▶ **Task to complete**: In the article below on the Scottish economy, by how much has economic activity fallen since its February peak?

▶ **Document excerpt**:

= = = = = = =

This month marks 45 years since the first publication of the Fraser of Allander Economic Commentary.
Thanks to the team at the Strathclyde library, past editions are now archived online.
The back catalogue provides a fascinating real-time tracker of Scottish economic history through the eyes of past Fraser economists.
A trip back in time is especially poignant just now. It offers a reminder of the ability of our economy to bounce-back from all manner of challenges. But it also highlights the destructive power an economic downturn can have on industries, communities and families long-after growth returns.
This crisis is no different.
Figures last month showed a contraction in the Scottish economy of almost 19% in April. Since its peak in February, economic activity has fallen nearly 25%.
Much of this is a direct consequence of the lockdown. And whilst there will be some bounce-back in the coming weeks as businesses re-open, the economic crisis is only just beginning.
Employment in Scotland is already down 50,000 on this time last year. With 750,000 workers furloughed or supported by self-employment schemes, and vacancies at a record low, unemployment will rise sharply in the months to come.
Of course, we are not alone. The global economy is on track to contract by up to 8% this year. World export orders have fallen to their lowest level on record. Freight traffic is down 30%.
What about the outlook?
Last week, we published our latest commentary, with the current crop of Fraser economists setting out a number of scenarios. These range from an ‘optimistic’ scenario with a relatively quick recovery by the end of 2021, through to a ‘pessimistic’ scenario where the recovery lasts to mid-2024.
Which outcome is more likely is, at this stage, uncertain. In recent days, we’ve heard lots from government – both Holyrood and Westminster – about all sorts of plans to accelerate the recovery.
The Scottish Government have even set out a 10-point plan for the Chancellor. Indeed, no-one is spared their lecture on economic policymaking, not even the Bank of England. It would be interesting to see the reaction of Ministers should HM Treasury return such a favour!
If we can take one lesson from past recessions, it is that doing too little is typically worse for the economy in the long-term than doing too much. Long-term economic scarring means long-term damage for living standards too, particularly those least able to withstand it.
But for all that an economic stimulus is the right thing to do, we cannot lose sight of the importance of getting the basics right – from the re-opening of schools through to the effective rollout of testing and tracking.
It would be wrong however, to think that our politicians are the only ones with the ability to shape the recovery. All of us have a role to play.
Our latest Fraser Commentary shows that the greatest risk to our economy is a ‘second wave’ of infections. It would destabilise markets, erode confidence and may even spark a private debt crisis. A further shutdown would wipe-out what is left of many businesses’ reserves, lead to a sharper spike in unemployment, and prolong the downturn.
It is understandable that there is a demand to return to ‘normal’ sooner rather than later. But if we are to look back on this episode in 45 years’ time, the greatest factor driving the speed of recovery will not be the latest new policy initiative, but our collective response as a country to eliminate this virus. Significant progress has been made since the start of the lockdown. Continuing to follow the public health advice is the best way to support our economy, not just now, but in the future.

= = = = = = =

▶ **Data section**:
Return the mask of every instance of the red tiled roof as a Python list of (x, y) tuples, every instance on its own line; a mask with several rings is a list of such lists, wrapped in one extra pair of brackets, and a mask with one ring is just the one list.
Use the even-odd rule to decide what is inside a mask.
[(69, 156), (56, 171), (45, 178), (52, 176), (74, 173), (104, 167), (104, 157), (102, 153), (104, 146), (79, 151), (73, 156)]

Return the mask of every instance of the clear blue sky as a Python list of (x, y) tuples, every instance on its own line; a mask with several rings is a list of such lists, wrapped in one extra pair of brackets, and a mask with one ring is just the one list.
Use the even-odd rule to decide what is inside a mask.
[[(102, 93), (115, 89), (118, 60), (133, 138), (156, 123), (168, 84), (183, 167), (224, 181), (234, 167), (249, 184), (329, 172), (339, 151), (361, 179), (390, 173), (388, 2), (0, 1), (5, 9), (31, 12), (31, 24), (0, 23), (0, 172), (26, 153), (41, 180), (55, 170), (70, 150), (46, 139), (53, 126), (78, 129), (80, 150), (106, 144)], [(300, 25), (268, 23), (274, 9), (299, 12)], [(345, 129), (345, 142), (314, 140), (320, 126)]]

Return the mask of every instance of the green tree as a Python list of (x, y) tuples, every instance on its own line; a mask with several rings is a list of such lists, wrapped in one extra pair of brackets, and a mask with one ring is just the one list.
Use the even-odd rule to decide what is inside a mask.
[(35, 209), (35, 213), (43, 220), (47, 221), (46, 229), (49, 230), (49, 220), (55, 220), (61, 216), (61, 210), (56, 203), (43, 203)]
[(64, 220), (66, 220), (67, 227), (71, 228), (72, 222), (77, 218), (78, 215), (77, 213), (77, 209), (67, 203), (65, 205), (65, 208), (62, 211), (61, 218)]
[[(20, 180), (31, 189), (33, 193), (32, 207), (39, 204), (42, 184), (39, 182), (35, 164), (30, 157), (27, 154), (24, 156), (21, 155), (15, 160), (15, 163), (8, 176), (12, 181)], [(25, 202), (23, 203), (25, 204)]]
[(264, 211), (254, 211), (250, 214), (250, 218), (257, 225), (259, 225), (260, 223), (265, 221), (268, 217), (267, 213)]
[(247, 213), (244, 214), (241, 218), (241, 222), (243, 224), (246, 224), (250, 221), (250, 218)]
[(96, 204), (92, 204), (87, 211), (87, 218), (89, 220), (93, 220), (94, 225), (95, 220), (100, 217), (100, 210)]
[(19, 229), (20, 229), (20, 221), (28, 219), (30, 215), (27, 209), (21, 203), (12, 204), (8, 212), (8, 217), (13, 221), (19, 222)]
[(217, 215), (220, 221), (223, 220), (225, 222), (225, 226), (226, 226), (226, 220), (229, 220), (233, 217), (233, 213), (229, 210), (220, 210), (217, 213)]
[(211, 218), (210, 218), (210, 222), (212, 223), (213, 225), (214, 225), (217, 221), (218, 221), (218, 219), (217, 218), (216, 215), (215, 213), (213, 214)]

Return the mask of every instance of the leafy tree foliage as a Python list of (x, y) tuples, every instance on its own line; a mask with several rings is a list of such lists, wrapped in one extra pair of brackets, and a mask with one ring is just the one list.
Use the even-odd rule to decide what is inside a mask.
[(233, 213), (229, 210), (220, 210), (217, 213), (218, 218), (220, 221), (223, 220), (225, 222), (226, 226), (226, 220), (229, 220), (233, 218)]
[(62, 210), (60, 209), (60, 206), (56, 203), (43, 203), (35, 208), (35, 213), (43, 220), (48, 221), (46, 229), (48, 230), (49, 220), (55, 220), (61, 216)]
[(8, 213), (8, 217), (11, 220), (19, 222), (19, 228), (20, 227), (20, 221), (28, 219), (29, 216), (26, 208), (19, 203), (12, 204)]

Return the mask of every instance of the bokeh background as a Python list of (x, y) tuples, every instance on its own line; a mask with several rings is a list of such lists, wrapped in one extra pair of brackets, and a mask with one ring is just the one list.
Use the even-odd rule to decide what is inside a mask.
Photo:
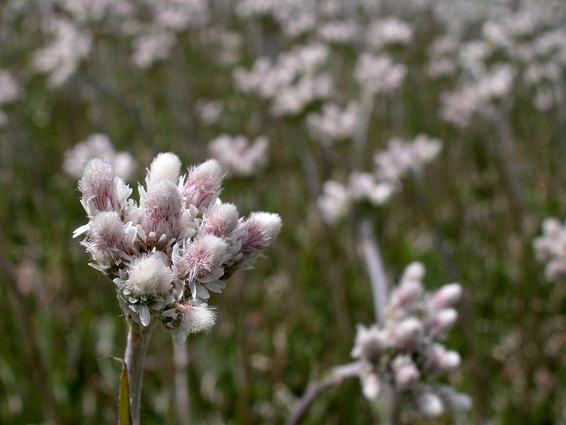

= = = = = = =

▶ **Written answer**: Nearly 25%.